**EXERCISE TASKS:**
• 1. In the commentary on children and coronavirus, how many European countries are said to have reopened their schools?
• 2. List each claim about children that the commentary on children and coronavirus says its author will keep pressing.

**PASSAGE:**
By June 28, 2020Commentary

I am going to constantly beat on the theme that children have no risk from coronavirus, are not significant transmission agents to either other children or adults and should be immediately permitted to resume a normal educational and social life.  They are at far more danger if they don’t do so.

And here, first off, is clear evidence of that danger.  An article from England reveals a number of child deaths directly attributable to the fear-mongering and lockdowns leading to delayed care.  (UK Article)  One in three pediatricians handling emergency admissions reported seeing children whose condition was worse because they did not seek care in time and 9 deaths were said to be related to this.

Here is a article from a site called Early Learning Community which also concludes that children should be going back to school.  (ELC Article)  While I completely disagree with the author’s opinion that schools should have been closed initially, he provides a good summary of the evidence for opening them and day care facilities.  Day care facilities have been open all along, supposedly only for the children of essential workers, and there have been almost no cases among the children attending them.  22 European countries have re-opened their schools and none have had any surge in cases.  As the author states, numerous surveys tracking transmission have found that not only do children rarely get the disease, they almost never are a transmission source, particularly to adults.  And he notes that not having access to day care or school is causing extreme stress for parents.

**DATA FOR ANALYSIS:**
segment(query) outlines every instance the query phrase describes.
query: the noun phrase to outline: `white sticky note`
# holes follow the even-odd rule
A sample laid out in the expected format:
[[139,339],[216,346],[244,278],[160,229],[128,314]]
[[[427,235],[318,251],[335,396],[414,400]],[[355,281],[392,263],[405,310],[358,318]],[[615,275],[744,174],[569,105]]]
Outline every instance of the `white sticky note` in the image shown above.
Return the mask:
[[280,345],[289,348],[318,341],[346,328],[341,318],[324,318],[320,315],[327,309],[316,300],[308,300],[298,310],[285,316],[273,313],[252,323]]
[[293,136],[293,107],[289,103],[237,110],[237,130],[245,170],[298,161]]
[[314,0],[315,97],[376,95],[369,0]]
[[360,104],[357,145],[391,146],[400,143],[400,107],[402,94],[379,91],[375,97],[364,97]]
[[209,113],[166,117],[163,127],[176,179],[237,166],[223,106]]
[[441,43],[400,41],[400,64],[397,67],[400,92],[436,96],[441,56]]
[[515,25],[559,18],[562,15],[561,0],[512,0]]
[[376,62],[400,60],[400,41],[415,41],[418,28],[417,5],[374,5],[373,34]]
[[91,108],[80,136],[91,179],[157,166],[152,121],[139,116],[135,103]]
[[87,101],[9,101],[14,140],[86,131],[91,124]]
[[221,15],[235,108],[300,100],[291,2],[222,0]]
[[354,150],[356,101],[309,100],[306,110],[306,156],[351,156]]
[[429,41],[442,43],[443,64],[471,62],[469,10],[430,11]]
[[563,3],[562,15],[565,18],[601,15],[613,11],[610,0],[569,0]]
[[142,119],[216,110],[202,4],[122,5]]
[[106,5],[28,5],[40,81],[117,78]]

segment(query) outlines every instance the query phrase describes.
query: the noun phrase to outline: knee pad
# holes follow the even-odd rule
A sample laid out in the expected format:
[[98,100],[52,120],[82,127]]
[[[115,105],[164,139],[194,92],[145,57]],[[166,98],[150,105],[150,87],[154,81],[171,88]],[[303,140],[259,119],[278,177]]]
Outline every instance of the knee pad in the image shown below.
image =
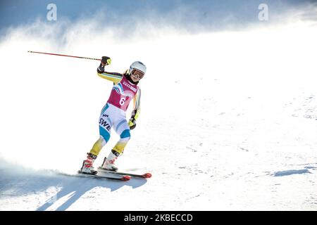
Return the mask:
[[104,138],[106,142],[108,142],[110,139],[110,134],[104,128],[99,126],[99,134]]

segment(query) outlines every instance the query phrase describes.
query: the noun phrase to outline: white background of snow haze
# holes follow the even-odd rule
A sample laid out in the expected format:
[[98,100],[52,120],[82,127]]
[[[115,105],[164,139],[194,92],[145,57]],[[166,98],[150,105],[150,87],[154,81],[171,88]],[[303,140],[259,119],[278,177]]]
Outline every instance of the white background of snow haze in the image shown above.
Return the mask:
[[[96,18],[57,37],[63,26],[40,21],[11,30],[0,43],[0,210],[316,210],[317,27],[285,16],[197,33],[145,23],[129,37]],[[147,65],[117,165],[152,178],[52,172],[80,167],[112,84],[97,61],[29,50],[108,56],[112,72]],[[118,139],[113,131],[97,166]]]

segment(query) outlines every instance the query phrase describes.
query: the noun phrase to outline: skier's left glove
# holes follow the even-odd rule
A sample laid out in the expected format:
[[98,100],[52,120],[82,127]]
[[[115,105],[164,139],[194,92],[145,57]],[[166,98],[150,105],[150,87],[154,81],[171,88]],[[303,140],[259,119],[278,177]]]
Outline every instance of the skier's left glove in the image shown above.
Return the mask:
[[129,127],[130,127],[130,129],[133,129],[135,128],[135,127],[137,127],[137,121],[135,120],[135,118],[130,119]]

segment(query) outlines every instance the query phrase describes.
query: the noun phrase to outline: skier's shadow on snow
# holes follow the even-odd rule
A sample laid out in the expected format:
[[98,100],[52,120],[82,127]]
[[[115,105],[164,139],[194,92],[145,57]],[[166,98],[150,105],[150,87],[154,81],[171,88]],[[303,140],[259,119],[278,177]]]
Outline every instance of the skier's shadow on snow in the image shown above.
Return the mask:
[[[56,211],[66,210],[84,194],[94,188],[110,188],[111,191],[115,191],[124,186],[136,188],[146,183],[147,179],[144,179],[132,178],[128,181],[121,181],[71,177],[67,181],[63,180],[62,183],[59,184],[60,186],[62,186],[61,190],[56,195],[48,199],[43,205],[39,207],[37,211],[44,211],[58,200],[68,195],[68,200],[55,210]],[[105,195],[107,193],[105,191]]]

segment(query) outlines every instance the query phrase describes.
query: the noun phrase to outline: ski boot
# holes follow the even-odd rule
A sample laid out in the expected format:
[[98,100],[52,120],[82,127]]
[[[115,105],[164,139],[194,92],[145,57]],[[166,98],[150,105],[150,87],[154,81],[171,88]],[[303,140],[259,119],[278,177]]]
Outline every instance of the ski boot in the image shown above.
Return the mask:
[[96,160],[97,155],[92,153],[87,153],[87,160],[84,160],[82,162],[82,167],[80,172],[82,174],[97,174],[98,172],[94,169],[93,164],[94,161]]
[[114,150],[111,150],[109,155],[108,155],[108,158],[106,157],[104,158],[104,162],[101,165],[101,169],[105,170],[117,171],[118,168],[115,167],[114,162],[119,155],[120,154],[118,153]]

**SOLUTIONS:**
• 1. 22

• 2.
- Children have no risk from coronavirus.
- Children are not significant transmission agents to either other children or adults.
- Children should be immediately permitted to resume a normal educational and social life.